— Set exercise 1 —
Reproduce word for word the part of the book review below that runs between "Bethlenfalvy began this" and "reader to decide.", inclusive.

★ ★ ★ ★ ★

Bethlenfalvy began this particular journey following the work he did with Big Brum TiE and having engaged with the work of Professor David Davis. Davis was the supervisor for his PhD and provides a very useful foreword to the book to frame the reader. I ought, perhaps, to declare an interest here. I was Bethlenfalvy’s director during his time at Big Brum, and he is both a longstanding and close colleague and friend. This probably disqualifies me as a useful and impartial reviewer. But I’ll leave it to the reader to decide.

In his introduction, Bethlenfalvy candidly notes that his own teaching, built on stale dramaturgy and a limited use of drama conventions had brought him to a turning point. “I began to suspect that my lessons lacked depth, they seemed quite mechanical.”2 Who hasn’t been there? Encountering the work of Edward Bond through Big Brum proved to be a formative experience and set him on the path towards his PhD. Bethlenfalvy set out to explore “if Drama Events can be created in Living Through Drama. This would mean that participants of drama lessons would create gaps in meaning that challenge dominant social narratives on their own from within the improvisations in the fiction.”3

The question is vast, and he isn’t able – by his own admission – to comprehensively answer it in this publication. But there is a lot to learn from this exploration of Lived Through Drama (LTD), Bondian theory and the documented practice of his teaching. There are no simple recipes here, but the book clearly identifies connections between LTD and Bond and possibilities for new action research which, I believe, is necessary if we are to create participatory drama that penetrates ideological narratives and explores the relationship between self and society.

★ ★ ★ ★ ★

— Set exercise 2 —
How many lines of the entries below contain the string "pavement"? Give only the number.

★ ★ ★ ★ ★

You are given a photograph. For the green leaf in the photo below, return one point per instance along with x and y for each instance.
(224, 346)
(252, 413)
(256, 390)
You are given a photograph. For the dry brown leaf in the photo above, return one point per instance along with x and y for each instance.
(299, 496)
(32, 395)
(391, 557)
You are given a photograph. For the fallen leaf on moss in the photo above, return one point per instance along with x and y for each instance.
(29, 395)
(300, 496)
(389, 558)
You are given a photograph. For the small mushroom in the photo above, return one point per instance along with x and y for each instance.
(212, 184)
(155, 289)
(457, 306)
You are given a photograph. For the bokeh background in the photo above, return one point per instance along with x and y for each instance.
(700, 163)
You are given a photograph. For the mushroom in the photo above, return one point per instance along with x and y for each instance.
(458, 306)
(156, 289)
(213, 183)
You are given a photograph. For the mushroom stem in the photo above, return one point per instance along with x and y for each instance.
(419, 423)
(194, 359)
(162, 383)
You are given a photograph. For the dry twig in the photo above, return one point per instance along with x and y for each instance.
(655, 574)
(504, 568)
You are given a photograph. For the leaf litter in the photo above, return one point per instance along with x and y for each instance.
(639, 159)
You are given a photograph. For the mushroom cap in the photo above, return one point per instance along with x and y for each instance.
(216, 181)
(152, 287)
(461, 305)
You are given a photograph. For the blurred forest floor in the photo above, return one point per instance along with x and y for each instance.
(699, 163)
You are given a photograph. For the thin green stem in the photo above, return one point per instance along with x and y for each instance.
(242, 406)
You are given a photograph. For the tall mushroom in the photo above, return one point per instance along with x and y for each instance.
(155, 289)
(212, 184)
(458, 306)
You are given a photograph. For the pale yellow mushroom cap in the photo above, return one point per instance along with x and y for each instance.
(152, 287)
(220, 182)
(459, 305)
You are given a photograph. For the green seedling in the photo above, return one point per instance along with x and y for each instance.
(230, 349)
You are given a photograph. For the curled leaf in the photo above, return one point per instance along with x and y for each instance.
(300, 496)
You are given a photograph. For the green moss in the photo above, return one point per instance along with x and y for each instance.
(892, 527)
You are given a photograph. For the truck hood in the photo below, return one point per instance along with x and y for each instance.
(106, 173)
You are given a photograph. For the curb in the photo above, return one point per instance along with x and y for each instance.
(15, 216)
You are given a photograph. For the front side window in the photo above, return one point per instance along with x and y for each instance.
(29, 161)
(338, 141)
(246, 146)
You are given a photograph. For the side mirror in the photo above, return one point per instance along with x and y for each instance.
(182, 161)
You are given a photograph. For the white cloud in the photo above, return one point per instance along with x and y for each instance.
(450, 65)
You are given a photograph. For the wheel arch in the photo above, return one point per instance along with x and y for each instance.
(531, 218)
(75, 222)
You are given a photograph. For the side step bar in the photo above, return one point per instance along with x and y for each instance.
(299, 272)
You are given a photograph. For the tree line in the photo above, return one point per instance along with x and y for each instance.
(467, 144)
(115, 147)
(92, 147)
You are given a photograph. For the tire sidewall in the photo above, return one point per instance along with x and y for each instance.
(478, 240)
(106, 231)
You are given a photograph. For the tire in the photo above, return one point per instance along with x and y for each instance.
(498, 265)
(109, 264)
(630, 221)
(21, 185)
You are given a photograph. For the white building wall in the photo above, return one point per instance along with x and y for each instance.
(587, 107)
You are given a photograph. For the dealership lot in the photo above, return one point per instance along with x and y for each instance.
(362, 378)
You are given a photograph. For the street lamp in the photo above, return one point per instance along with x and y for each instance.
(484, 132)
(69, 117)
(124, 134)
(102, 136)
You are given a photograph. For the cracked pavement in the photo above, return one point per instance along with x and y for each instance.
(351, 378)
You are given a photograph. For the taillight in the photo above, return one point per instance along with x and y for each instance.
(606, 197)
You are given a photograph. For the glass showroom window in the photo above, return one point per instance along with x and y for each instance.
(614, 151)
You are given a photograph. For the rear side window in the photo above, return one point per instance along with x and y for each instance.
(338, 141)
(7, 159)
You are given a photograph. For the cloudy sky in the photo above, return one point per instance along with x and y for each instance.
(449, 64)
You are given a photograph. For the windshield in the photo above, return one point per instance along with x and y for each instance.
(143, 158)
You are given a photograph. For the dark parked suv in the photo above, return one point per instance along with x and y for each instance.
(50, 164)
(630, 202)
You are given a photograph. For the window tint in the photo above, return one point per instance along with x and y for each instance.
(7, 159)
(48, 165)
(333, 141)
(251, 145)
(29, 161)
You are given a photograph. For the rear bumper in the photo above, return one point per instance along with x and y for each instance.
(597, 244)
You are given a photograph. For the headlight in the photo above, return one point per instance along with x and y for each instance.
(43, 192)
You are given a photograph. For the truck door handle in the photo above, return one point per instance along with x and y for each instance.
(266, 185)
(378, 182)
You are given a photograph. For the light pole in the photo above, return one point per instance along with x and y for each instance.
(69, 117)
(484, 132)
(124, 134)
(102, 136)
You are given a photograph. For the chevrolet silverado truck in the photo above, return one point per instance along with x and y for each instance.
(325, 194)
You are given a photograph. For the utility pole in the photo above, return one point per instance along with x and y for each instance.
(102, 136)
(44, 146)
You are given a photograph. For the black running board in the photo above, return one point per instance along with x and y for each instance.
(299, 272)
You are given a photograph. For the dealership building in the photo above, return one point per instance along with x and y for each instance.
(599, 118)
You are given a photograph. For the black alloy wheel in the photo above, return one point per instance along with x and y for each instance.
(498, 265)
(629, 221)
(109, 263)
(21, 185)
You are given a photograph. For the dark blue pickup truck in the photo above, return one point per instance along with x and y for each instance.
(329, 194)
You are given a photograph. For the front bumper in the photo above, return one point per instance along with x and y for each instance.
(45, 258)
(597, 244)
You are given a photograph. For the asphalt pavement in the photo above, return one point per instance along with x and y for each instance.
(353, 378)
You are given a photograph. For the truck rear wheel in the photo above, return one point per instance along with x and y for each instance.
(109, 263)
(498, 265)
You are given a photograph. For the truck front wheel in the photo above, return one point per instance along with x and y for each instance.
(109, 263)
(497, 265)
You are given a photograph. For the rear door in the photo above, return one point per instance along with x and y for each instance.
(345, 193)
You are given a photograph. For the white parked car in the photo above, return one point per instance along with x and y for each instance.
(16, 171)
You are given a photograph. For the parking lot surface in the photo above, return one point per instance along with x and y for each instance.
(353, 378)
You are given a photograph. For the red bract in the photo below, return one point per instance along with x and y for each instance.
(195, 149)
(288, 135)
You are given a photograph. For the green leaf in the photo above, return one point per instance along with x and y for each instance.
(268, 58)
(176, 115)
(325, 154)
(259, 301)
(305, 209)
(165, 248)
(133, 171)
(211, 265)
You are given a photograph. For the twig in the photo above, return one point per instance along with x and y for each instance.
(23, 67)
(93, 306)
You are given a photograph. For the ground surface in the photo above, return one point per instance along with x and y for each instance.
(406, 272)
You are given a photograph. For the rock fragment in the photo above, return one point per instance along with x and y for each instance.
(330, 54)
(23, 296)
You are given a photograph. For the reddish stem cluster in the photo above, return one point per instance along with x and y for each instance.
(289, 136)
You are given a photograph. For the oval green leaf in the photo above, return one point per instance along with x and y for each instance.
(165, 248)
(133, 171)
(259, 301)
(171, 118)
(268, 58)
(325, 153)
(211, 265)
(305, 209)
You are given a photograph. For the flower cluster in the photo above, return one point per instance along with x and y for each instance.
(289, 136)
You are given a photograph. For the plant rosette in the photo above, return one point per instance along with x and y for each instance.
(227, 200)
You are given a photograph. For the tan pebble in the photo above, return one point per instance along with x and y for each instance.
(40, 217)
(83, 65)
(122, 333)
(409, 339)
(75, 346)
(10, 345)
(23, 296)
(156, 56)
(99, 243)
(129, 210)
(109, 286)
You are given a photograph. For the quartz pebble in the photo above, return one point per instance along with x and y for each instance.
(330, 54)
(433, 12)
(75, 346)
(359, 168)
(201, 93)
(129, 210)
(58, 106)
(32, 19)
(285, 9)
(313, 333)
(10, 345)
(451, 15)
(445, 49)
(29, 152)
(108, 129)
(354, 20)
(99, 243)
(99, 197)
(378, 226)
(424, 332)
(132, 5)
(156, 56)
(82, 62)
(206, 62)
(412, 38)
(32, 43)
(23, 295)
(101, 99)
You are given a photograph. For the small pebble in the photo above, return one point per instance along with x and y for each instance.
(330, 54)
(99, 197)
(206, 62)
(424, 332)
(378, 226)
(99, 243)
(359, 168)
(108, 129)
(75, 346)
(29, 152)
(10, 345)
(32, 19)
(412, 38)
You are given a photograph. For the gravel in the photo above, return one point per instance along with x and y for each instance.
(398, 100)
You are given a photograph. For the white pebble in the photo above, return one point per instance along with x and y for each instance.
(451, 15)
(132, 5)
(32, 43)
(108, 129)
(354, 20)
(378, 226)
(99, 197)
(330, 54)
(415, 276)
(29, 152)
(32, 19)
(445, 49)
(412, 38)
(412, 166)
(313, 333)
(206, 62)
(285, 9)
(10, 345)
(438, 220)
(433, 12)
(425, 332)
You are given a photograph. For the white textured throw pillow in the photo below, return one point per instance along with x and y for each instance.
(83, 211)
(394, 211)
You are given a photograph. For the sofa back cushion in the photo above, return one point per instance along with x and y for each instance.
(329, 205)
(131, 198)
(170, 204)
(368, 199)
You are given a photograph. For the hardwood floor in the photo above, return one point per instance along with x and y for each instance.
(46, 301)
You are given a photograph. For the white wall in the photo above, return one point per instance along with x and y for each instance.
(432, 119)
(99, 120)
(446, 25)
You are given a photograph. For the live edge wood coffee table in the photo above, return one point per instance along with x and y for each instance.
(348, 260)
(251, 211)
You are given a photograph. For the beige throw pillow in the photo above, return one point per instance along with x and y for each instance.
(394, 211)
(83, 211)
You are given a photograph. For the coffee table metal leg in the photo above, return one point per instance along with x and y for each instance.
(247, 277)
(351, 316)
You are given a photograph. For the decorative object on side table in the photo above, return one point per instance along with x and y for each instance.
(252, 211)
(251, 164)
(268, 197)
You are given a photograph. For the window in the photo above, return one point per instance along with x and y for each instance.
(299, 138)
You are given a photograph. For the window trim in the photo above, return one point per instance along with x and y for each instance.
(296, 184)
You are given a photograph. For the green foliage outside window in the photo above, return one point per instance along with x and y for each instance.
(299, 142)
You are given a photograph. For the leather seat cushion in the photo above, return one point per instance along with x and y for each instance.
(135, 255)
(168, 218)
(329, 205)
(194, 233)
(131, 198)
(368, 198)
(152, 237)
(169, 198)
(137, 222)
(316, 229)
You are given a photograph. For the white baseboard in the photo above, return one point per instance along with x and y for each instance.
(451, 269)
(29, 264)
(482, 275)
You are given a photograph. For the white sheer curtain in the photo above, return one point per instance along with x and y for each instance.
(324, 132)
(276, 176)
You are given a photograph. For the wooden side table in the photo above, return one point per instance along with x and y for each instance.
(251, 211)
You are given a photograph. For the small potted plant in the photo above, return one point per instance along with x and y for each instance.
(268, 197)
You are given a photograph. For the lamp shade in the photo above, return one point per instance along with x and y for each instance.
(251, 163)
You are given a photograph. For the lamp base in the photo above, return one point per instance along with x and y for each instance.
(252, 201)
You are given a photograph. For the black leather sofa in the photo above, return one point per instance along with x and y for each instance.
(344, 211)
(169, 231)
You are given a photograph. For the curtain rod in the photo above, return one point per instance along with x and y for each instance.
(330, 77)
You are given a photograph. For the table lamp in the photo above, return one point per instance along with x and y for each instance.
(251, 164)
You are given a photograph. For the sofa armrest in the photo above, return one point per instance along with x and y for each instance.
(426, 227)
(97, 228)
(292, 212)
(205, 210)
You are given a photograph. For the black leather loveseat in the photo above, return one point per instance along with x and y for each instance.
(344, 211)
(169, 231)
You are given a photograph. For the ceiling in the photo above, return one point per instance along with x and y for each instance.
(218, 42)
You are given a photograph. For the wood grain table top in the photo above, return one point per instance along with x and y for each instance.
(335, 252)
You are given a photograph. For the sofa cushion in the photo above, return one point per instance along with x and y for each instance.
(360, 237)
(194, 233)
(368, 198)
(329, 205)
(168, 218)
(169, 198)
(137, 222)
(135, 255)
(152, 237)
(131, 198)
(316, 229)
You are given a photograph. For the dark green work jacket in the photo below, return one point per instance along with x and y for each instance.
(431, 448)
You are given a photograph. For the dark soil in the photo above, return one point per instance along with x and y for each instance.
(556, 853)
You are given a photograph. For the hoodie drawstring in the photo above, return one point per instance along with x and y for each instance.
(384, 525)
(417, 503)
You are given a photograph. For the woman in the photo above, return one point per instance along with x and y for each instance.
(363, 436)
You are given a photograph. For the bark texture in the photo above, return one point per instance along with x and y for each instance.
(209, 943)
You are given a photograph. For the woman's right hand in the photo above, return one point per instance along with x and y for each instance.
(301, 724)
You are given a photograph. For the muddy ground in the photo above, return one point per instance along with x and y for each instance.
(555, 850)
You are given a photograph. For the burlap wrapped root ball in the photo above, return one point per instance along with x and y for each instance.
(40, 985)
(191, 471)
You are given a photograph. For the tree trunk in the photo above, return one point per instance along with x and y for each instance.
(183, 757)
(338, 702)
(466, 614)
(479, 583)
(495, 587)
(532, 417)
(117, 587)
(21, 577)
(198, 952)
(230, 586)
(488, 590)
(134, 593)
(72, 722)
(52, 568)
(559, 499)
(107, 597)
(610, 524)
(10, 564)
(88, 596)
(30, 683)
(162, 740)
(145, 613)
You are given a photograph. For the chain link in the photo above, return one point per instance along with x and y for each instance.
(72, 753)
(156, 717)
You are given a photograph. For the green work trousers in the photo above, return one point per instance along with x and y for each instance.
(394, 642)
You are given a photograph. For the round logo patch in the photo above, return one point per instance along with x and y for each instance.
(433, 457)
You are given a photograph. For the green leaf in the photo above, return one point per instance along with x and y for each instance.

★ ★ ★ ★ ★

— Complete output 1 —
Bethlenfalvy began this particular journey following the work he did with Big Brum TiE and having engaged with the work of Professor David Davis. Davis was the supervisor for his PhD and provides a very useful foreword to the book to frame the reader. I ought, perhaps, to declare an interest here. I was Bethlenfalvy’s director during his time at Big Brum, and he is both a longstanding and close colleague and friend. This probably disqualifies me as a useful and impartial reviewer. But I’ll leave it to the reader to decide.

— Complete output 2 —
2